(Dataset entries)
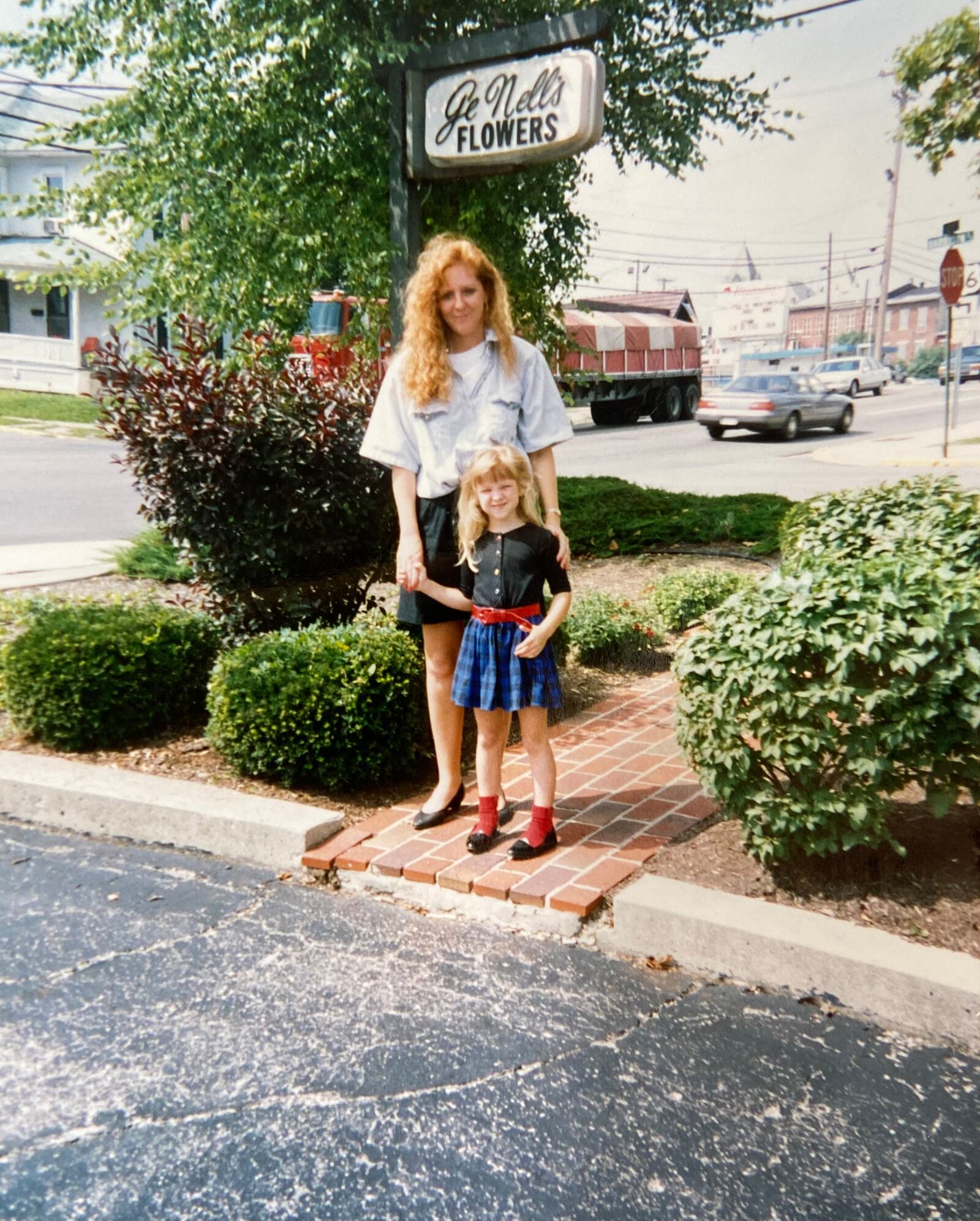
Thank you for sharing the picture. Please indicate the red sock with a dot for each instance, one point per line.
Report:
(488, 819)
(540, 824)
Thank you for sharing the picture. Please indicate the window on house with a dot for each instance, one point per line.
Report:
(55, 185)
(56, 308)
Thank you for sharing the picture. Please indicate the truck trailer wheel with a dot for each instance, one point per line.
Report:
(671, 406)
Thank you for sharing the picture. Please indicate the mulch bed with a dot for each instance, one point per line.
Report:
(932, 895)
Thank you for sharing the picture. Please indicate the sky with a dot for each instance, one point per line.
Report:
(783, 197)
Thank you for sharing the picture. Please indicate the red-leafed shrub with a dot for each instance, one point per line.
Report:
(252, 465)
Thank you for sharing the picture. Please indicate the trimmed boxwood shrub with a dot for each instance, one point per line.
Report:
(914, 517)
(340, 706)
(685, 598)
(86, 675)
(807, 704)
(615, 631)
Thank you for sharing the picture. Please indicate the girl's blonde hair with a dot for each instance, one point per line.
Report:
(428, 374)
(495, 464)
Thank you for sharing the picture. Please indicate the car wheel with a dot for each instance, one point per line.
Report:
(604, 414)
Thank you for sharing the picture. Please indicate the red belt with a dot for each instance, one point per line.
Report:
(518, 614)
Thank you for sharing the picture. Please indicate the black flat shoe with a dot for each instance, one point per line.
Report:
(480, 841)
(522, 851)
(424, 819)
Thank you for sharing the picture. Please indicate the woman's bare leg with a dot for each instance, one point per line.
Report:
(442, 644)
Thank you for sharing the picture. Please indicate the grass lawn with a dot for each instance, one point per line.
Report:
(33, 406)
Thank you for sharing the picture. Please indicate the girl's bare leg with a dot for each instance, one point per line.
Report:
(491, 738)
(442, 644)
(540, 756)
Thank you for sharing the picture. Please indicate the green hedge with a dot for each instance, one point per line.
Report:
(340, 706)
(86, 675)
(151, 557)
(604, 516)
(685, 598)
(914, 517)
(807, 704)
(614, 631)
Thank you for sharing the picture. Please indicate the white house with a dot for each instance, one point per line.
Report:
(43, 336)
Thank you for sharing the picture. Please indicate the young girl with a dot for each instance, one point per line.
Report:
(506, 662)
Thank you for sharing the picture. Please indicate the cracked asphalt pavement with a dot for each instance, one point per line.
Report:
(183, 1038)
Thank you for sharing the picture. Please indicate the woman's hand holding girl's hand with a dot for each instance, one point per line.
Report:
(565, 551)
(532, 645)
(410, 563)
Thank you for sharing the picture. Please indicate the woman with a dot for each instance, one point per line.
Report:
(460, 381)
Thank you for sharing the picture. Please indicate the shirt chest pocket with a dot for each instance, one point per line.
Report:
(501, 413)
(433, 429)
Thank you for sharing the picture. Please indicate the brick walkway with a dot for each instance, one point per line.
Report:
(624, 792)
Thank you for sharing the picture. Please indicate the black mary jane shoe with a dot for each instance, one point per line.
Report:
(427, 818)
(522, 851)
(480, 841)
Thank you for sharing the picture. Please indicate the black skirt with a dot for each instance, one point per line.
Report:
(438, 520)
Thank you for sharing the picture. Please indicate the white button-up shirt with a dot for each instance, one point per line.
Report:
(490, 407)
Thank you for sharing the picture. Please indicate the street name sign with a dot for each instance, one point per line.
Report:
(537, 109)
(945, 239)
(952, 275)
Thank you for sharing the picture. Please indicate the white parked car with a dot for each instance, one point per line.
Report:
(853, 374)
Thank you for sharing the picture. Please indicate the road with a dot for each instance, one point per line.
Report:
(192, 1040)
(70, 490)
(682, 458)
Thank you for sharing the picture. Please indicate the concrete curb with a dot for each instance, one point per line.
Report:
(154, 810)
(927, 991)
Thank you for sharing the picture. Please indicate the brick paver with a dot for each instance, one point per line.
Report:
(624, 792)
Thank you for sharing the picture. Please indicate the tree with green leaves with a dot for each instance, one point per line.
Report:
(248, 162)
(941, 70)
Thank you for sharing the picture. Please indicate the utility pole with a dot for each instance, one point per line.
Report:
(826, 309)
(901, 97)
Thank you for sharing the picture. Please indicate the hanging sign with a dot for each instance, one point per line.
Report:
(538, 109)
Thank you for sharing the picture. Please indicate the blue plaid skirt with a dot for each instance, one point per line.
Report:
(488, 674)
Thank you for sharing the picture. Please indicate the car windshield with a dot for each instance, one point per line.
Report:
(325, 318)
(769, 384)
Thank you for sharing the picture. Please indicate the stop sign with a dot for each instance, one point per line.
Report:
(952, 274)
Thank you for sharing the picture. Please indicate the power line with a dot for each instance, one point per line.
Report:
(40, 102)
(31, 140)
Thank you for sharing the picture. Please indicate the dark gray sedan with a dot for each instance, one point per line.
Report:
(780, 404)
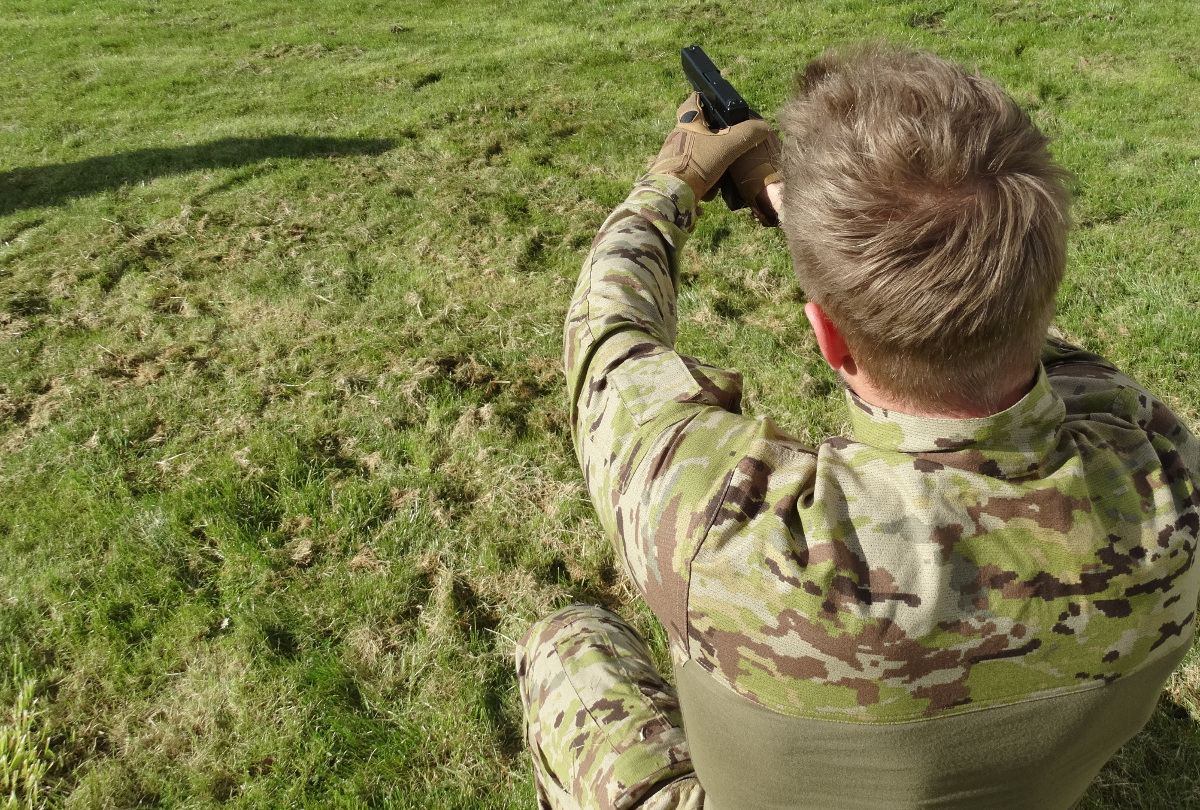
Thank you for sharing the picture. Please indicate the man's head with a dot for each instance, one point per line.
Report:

Task: Among the lines of the records, copy out each one that contains the word "bare".

Solution to this exercise:
Thank you for sharing the picture. Please indicate the woman's bare leg with a dot for each instance, one point per line.
Thank you for sharing the picture. Please indicate the girl's bare leg with a dot for each instance, one point per line.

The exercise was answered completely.